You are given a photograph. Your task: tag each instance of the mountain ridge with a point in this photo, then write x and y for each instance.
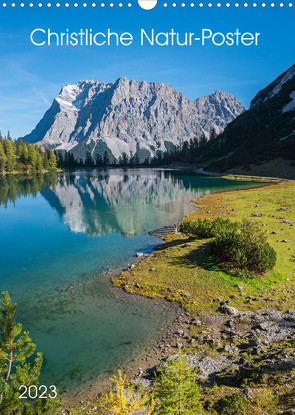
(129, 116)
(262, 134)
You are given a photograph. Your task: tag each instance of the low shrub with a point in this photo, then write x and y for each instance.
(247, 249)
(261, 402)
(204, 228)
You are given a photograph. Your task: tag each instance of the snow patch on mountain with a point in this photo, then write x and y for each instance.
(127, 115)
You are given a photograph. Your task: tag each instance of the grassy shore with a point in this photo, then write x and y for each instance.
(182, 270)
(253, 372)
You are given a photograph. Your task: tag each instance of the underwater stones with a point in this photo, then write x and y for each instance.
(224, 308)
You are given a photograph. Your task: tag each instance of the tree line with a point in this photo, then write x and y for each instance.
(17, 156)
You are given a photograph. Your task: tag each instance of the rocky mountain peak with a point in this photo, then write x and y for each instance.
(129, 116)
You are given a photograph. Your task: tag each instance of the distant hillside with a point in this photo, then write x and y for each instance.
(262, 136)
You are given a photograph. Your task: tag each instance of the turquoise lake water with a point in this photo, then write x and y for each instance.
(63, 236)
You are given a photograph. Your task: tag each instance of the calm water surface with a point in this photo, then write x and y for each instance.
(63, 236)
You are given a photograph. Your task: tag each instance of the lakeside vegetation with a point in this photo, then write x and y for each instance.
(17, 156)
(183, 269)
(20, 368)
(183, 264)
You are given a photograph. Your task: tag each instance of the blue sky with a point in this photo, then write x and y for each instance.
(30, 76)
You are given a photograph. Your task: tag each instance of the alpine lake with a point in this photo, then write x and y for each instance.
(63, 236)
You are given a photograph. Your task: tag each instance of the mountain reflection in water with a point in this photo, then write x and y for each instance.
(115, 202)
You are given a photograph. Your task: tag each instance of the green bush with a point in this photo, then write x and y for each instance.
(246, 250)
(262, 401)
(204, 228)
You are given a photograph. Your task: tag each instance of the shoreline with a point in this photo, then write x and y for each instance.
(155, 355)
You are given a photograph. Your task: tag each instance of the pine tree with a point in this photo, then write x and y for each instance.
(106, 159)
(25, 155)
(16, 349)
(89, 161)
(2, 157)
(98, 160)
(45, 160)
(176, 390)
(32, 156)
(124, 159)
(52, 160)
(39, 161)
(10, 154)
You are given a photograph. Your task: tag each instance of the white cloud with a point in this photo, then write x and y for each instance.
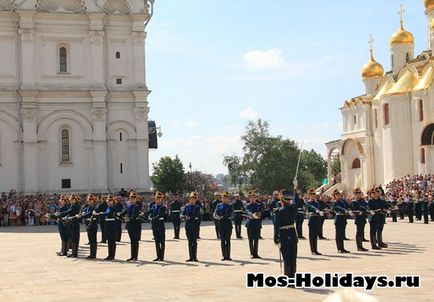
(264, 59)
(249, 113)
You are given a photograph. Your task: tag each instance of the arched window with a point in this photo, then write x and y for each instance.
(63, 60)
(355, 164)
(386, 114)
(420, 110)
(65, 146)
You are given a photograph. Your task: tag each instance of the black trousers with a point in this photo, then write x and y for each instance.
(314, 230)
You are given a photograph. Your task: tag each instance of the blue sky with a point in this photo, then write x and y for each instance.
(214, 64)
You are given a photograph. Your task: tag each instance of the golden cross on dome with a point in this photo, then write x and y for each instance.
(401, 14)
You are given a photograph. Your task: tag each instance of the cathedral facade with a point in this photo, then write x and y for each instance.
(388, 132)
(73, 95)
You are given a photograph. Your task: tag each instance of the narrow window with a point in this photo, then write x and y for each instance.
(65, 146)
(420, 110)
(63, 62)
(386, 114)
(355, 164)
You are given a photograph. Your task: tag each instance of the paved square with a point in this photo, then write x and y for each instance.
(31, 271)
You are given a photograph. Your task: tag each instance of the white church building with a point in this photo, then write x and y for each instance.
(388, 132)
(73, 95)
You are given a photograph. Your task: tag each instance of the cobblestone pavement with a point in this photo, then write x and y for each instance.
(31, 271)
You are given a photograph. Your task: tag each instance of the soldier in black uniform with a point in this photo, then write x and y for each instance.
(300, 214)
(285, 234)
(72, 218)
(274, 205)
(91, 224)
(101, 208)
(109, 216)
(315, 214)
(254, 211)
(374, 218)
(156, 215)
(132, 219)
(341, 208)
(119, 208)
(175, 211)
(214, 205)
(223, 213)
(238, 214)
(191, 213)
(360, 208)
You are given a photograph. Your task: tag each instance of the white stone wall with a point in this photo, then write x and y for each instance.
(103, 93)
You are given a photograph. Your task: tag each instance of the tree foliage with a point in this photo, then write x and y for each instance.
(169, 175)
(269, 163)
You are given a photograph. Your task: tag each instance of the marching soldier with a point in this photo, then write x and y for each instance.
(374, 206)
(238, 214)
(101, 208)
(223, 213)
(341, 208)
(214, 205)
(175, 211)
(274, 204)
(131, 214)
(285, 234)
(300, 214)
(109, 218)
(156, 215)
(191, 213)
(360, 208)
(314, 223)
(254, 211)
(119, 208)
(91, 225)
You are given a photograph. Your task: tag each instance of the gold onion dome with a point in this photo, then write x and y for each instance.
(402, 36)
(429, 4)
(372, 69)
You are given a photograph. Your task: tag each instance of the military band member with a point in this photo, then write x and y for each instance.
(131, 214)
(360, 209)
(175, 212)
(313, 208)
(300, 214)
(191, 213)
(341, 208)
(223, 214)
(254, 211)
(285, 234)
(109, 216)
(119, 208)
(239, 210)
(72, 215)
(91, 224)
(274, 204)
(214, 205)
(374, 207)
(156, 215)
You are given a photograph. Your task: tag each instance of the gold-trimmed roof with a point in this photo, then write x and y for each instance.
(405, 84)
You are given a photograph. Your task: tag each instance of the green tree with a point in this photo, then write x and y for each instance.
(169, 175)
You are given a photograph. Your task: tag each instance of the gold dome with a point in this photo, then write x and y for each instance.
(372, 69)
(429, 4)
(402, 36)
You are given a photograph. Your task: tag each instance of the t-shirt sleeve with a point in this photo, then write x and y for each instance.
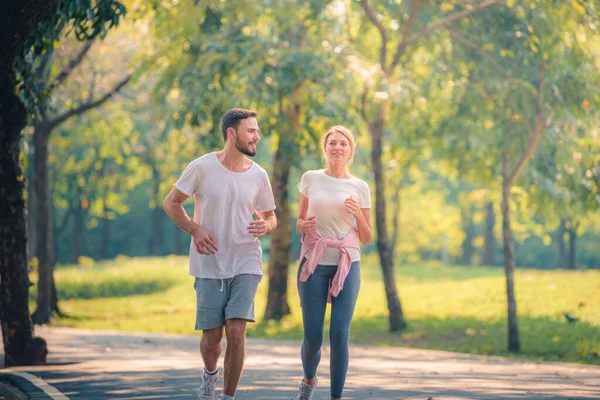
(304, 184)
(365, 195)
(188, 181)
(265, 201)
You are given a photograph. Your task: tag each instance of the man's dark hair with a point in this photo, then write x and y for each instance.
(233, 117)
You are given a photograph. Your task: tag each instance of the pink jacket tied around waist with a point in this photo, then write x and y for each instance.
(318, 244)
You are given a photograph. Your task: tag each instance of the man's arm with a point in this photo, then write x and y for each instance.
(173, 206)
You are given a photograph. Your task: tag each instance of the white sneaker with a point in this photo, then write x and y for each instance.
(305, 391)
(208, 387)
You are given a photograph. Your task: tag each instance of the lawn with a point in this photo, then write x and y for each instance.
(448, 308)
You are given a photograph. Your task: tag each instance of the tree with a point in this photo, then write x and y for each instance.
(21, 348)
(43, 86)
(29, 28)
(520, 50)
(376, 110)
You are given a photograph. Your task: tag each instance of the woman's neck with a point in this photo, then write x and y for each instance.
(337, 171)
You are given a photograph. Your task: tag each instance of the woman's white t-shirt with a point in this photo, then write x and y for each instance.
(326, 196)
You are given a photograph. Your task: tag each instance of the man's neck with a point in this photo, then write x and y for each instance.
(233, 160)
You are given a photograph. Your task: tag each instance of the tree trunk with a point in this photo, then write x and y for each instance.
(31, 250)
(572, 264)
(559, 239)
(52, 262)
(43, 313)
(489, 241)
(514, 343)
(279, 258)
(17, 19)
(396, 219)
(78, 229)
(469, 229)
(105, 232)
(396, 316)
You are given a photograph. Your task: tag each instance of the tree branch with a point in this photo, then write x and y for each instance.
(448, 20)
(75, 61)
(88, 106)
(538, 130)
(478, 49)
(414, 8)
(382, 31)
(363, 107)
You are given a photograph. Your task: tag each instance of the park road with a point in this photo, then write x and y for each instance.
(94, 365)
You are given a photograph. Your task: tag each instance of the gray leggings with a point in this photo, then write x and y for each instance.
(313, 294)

::::

Exercise objective
The records above are to be restated exactly, without their pictures.

The reply
You are given a photograph. Your task: tag each instance of the mountain ridge with a point in this photo, then write x and y for each instance.
(129, 116)
(262, 134)
You are given a photograph. Your task: tag each instance of the low shrub with a point in this photo, then write x and y for each instance.
(247, 249)
(261, 402)
(204, 228)
You are given a photograph. Your task: tag each instance of the snow patch on mountain with a point in this photo, then write x and y for each instance.
(127, 115)
You are given a photograph. Your task: tag each instance of the grassy shore with a point in this photo, then write x and y for each instance.
(182, 270)
(253, 372)
You are given a photograph. Your task: tag each instance of the underwater stones with a point in this photo, then write x and y for each instance.
(224, 308)
You are given a photograph. Your task: tag each instance of the tree line with a point in this photo, then write x and y for each instance.
(17, 156)
You are given a photograph. Your task: tag each instance of the rocky mountain peak with a point in this photo, then write x and y for each instance.
(129, 116)
You are given a photograph. Your task: tag each instance of the distant hillside with a point in this photo, then write x and y for each instance.
(262, 136)
You are given a photograph. Your task: tag each instance of the turquoise lake water with a point in this photo, then write x and y for each instance.
(63, 236)
You are given a photograph. Your task: tag each instance of the calm water surface with a point in this photo, then write x and y for each instance.
(63, 236)
You are given a photograph. Your task: tag each instance of the lakeside vegetation with a point in this photo, then write x and y for each instance.
(17, 156)
(183, 269)
(20, 368)
(183, 264)
You are given a photograph. Your task: tag each instance of the blue sky with a point in this photo, then write x and y for each instance.
(30, 76)
You are given a photograph. Your task: tag each instance of the alpine lake with a point in this photo, then write x and y for each instance.
(63, 236)
You are given a photograph. Your task: tag each instance of the mountain reflection in water with a point in this photo, then write x and y for each instance.
(115, 202)
You are given a photograph. Your task: tag each instance of the green bush with a point in this photo, then write x and y for each instance.
(246, 250)
(262, 401)
(204, 228)
You are given a photograph. Your task: tag each instance of the shoreline with a point in this photo, then write x and y for each instance.
(155, 355)
You are given a photograph. Your task: tag each instance of the pine tree with a point in this photo, then write x and y for each instance.
(106, 159)
(25, 155)
(16, 349)
(89, 161)
(2, 157)
(98, 160)
(45, 160)
(176, 390)
(32, 156)
(124, 159)
(52, 160)
(39, 161)
(10, 154)
You are given a photograph. Your task: tag each instance of the white cloud with a point in this photo, then write x and y for each instance.
(264, 59)
(249, 113)
You are given a photograph. Your task: tag each instance of the arched window with a point in this photo, then write x and y for each instance.
(63, 60)
(355, 164)
(386, 114)
(420, 110)
(65, 146)
You are given a photograph. Your task: tag each instance of the black trousers with a point in this photo, then write x and y for each instance.
(314, 230)
You are given a photograph. Your task: tag each instance of the blue sky with a point in this photo, then write x and y for each instance.
(214, 64)
You are given a photograph. Your task: tag each instance of the golden cross on dome with a point in this photo, then write x and y for each instance.
(401, 14)
You are given a photograph. Your task: tag each instance of the cathedral facade with a point in this photo, then write x and y for each instance.
(388, 132)
(73, 95)
You are given a photograph. Your task: tag each instance of the narrow window with a point in this photo, then write x and y for each instance.
(65, 146)
(420, 110)
(63, 62)
(386, 114)
(355, 164)
You are given a photograph. Your task: tag each instance of the paved square with a point in this photo, then write x and y for each instance.
(31, 271)
You are given a photograph. Your task: tag each instance of the white church building with a point in this photo, then write x and y for each instance.
(388, 132)
(73, 95)
You are given a photograph. Your task: tag each instance of the cobblestone pavement with a point in this photo, then write x and y for each instance.
(31, 271)
You are given a photograph. Your task: tag each instance of the soldier in black uniform with a point in this photo, then write x and y for each instance.
(300, 214)
(285, 234)
(72, 218)
(274, 205)
(91, 224)
(101, 208)
(109, 216)
(315, 214)
(254, 211)
(374, 218)
(156, 215)
(132, 219)
(341, 208)
(119, 208)
(175, 211)
(214, 205)
(223, 213)
(238, 214)
(191, 213)
(360, 208)
You are given a photograph. Your task: tag each instance of the white stone wall with a point in this photo, then write x and y for each instance.
(103, 93)
You are given a photograph. Your task: tag each instance of the tree foliage with a point in this photo, then write x and y for each instance.
(169, 175)
(269, 163)
You are given a photograph. Your task: tag each instance of the marching soldier with a point in this photo, then write x and y for each instance.
(374, 206)
(238, 214)
(101, 208)
(223, 213)
(341, 208)
(214, 205)
(175, 211)
(274, 204)
(131, 214)
(285, 234)
(300, 214)
(109, 218)
(156, 215)
(191, 213)
(360, 208)
(314, 223)
(254, 211)
(119, 208)
(91, 225)
You are given a photograph. Your task: tag each instance of the gold onion dome with a point in this photo, then write x and y for each instance.
(402, 36)
(429, 4)
(372, 69)
You are given a photograph. Your task: tag each instance of the military band member with a point in this photo, then write x and y for each instance.
(131, 214)
(360, 209)
(175, 212)
(313, 208)
(300, 214)
(191, 213)
(341, 208)
(223, 214)
(254, 211)
(285, 234)
(109, 216)
(119, 208)
(239, 210)
(72, 215)
(91, 224)
(274, 204)
(214, 205)
(374, 207)
(156, 215)
You are given a photograph. Your task: tag each instance of the gold-trimmed roof with a point in this photo, then write x and y for each instance.
(405, 84)
You are given a photograph. Your task: tag each instance of the green tree with a point in this photo, then write x and y for each instance.
(169, 175)
You are given a photograph. Your task: tag each instance of the gold dome with a point in this photo, then write x and y for each instance.
(372, 69)
(429, 4)
(402, 36)
You are given a photograph. Your task: tag each instance of the t-shirt sleeve with a point in this photo, then write x and y for each instance.
(304, 184)
(365, 195)
(188, 181)
(265, 201)
You are given a photograph. Your task: tag each instance of the man's dark hair with a point in this photo, then write x and y for each instance.
(233, 117)
You are given a photograph. Your task: tag each instance of the pink jacket tied around waist with a point in this photo, then write x and y for each instance.
(318, 244)
You are given a photograph. Your task: tag each instance of the man's arm with a point in this photo, then write x and y for each instance.
(173, 206)
You are given a photograph. Your task: tag each instance of the white sneaker with a point in this photo, then write x and y for each instance.
(305, 391)
(208, 387)
You are given a photograph. Your task: tag each instance of the lawn with a point in this photo, then write x and y for each instance.
(448, 308)
You are given a photograph. Your task: tag each instance of the tree with a point in this photo, then write x and y for each instance.
(21, 348)
(43, 86)
(29, 28)
(520, 50)
(376, 110)
You are given a photograph. Your task: tag each instance of the woman's neck with a point in this photo, then write x and y for each instance.
(337, 171)
You are given a photograph. Your task: tag each instance of the woman's white t-shirt with a point in this photo, then write x and y for each instance.
(326, 196)
You are given a photograph. Your task: tag each instance of the man's neck with a point in this photo, then write x and y for each instance.
(233, 160)
You are given a photograph. Your task: tag each instance of the tree trunk with a point in this photo, then write x and y for each instance.
(31, 250)
(572, 264)
(559, 239)
(52, 262)
(43, 313)
(489, 241)
(514, 343)
(279, 258)
(17, 19)
(396, 219)
(78, 229)
(469, 229)
(105, 232)
(396, 316)
You are given a photograph. Your task: tag each instance of the tree branch with a point in this photo, then write x and y for each instance.
(448, 20)
(75, 61)
(88, 106)
(538, 130)
(478, 49)
(414, 8)
(382, 31)
(363, 107)
You are given a photograph. Your task: tag each instance of the park road with a point in this photo, then write x and y for each instance.
(94, 365)
You are given a photograph. Your task: tag each instance of the gray leggings with a point in this photo, then write x and y for each instance.
(313, 294)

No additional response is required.